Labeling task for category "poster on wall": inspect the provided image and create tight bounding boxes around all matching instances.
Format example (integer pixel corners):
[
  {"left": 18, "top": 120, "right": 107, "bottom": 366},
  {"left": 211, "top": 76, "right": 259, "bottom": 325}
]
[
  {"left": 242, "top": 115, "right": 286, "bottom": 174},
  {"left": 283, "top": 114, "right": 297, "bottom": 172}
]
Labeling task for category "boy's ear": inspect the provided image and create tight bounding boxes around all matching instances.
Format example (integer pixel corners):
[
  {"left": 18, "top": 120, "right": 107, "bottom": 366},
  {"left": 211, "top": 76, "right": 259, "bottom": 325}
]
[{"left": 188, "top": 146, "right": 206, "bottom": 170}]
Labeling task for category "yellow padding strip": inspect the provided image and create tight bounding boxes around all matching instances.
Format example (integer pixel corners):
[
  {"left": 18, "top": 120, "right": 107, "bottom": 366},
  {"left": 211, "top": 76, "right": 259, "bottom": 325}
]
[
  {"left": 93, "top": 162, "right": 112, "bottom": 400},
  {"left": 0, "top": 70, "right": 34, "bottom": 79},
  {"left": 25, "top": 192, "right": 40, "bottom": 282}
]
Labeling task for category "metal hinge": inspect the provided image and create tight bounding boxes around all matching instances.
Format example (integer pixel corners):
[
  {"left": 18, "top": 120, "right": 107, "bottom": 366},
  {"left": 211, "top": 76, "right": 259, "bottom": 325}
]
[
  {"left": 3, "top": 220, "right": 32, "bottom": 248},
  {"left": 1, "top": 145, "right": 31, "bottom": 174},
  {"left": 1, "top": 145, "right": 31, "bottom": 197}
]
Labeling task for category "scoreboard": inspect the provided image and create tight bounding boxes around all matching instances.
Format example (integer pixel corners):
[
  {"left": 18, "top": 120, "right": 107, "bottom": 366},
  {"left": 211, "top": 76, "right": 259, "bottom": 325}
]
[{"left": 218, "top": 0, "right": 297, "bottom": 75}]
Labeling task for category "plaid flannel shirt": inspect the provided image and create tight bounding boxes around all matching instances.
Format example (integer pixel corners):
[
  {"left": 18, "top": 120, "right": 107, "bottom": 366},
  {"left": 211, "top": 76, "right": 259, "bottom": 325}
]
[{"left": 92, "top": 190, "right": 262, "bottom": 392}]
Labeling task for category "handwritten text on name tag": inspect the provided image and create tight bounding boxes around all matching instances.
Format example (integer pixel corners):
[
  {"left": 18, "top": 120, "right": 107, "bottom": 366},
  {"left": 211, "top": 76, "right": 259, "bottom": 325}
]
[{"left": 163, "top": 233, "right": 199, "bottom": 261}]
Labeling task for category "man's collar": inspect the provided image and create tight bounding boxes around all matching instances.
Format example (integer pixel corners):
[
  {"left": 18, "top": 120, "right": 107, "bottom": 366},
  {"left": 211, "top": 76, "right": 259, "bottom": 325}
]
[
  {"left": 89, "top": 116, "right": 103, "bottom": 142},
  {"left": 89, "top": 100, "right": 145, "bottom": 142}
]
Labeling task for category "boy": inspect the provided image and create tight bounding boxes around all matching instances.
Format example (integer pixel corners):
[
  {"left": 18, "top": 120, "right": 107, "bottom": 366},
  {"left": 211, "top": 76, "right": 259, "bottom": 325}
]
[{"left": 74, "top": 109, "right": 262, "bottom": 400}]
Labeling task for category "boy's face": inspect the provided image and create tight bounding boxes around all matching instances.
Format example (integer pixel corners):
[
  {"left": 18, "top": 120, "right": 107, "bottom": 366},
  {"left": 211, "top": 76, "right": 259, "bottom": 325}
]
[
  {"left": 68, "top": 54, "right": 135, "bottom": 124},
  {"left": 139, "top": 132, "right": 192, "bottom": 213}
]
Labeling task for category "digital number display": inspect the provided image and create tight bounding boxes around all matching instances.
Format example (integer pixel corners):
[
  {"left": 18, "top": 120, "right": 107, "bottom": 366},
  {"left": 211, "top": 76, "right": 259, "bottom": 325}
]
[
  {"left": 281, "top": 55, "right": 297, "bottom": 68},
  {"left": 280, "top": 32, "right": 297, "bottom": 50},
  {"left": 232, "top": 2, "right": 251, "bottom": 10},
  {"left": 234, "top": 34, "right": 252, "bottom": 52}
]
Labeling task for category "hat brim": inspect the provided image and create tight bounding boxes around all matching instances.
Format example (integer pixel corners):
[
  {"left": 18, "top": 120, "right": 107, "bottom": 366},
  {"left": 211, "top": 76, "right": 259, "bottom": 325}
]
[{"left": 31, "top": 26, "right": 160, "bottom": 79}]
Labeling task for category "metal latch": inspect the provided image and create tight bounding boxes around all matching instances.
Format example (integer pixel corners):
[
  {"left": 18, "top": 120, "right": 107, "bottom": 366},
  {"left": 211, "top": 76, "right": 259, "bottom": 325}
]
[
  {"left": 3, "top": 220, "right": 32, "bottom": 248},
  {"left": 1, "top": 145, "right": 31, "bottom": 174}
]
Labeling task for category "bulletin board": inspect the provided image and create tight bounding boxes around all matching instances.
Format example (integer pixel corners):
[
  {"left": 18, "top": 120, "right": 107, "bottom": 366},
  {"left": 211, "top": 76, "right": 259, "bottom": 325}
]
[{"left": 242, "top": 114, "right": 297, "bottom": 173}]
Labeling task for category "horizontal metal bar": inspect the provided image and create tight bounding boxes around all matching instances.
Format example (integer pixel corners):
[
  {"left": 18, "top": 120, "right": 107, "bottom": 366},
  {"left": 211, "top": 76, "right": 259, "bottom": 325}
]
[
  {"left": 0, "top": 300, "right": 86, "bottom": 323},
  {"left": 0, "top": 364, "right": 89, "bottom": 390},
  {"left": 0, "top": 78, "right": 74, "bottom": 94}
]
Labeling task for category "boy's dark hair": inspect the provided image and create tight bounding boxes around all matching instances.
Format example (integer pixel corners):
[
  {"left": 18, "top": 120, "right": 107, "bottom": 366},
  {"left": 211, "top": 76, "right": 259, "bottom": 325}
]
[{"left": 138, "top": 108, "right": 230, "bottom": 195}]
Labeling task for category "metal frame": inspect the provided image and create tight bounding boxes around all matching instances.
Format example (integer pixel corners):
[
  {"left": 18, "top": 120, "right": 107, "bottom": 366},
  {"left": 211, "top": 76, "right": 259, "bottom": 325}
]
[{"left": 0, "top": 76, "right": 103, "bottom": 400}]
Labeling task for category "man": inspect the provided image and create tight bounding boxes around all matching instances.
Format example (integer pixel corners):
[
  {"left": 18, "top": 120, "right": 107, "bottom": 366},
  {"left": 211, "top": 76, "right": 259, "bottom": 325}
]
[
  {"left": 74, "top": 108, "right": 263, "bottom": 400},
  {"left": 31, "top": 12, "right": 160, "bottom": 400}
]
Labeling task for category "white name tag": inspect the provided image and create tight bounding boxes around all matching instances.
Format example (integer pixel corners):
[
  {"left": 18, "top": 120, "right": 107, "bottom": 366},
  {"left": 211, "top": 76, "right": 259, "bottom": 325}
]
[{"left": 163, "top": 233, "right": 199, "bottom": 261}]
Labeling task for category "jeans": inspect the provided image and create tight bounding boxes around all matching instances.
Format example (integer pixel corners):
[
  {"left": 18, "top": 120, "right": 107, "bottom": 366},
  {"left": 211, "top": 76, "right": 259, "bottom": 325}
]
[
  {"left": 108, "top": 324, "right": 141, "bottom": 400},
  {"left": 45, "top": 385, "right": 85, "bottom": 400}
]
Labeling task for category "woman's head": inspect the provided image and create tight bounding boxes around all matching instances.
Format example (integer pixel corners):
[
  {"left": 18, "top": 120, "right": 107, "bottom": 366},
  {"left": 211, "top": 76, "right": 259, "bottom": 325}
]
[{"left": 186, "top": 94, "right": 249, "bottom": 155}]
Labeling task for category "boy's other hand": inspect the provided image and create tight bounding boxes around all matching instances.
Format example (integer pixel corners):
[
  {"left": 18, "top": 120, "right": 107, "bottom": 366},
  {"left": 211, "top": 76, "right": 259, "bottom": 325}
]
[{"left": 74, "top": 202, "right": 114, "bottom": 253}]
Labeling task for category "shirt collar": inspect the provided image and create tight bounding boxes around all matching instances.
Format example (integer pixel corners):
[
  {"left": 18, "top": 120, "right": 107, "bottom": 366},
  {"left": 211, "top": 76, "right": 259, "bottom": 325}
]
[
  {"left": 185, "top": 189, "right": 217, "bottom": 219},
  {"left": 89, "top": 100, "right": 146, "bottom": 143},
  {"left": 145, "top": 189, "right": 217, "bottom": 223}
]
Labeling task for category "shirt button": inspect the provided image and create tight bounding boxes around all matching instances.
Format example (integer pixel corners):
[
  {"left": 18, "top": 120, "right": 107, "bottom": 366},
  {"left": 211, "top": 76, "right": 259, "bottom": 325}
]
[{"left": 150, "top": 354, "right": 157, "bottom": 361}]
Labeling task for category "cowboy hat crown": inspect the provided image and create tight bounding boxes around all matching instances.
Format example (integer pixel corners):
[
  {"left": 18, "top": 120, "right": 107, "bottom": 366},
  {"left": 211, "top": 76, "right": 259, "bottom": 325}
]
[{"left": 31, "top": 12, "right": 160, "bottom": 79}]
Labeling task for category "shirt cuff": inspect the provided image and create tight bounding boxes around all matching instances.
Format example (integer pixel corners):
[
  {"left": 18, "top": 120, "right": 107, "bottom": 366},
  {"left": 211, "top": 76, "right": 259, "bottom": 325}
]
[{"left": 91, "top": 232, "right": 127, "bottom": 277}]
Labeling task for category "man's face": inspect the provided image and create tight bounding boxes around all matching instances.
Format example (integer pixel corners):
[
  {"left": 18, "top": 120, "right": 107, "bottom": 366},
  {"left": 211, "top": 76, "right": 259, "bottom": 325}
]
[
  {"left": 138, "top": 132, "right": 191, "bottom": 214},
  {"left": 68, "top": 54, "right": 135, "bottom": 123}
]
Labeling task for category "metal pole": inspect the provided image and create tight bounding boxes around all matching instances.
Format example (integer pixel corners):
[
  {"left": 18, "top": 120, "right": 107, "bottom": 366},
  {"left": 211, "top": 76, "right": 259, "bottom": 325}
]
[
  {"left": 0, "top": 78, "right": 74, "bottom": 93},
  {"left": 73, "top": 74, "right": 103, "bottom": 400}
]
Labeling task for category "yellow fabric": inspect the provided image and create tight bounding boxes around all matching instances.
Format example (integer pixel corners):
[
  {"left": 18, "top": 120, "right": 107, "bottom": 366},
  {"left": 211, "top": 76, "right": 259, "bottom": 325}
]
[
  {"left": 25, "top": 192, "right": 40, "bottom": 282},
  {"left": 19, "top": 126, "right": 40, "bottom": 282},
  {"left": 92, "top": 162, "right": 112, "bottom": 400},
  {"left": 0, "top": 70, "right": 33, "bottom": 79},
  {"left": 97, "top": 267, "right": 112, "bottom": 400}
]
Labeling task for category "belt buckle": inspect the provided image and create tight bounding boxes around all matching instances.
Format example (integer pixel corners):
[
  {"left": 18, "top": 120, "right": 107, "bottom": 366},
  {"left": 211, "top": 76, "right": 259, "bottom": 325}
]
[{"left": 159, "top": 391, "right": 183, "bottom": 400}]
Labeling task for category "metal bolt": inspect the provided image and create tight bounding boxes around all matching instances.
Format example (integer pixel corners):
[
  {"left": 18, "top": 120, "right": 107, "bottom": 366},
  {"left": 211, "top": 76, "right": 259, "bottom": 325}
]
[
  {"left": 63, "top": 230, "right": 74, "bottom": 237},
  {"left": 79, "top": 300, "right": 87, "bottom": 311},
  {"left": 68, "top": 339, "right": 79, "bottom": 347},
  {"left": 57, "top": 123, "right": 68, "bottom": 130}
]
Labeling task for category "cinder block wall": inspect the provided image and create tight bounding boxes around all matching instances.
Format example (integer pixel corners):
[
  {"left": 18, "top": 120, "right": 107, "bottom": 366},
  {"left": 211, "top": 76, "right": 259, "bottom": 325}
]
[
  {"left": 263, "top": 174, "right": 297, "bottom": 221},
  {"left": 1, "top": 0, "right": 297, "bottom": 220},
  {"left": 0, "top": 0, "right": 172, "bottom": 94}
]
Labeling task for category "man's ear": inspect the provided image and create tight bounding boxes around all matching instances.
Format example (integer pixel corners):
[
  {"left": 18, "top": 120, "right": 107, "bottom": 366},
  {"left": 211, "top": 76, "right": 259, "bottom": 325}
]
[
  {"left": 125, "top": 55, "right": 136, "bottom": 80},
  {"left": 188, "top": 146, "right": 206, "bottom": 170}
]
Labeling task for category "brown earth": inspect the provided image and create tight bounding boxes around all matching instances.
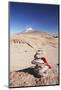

**********

__Exercise description__.
All lines above that contain the word "metal" are to be copied.

__Answer below__.
Labeling task for category "metal hinge": inspect the provided image and create tight bounding boxes around all matching instances.
Labeling task for category "metal latch": inspect the provided image and create tight bounding boxes around all matching instances.
Labeling task for category "horizontal metal bar": inspect the provided image and create tight bounding boxes around all matching instances.
Labeling task for category "metal frame": inspect the provided image and create tight bounding boxes around all matching instances.
Labeling task for category "metal pole": inspect the provided image and create tight bounding boxes around all matching instances.
Labeling task for category "metal bolt": inspect the provided image and create tight bounding boxes around all matching instances.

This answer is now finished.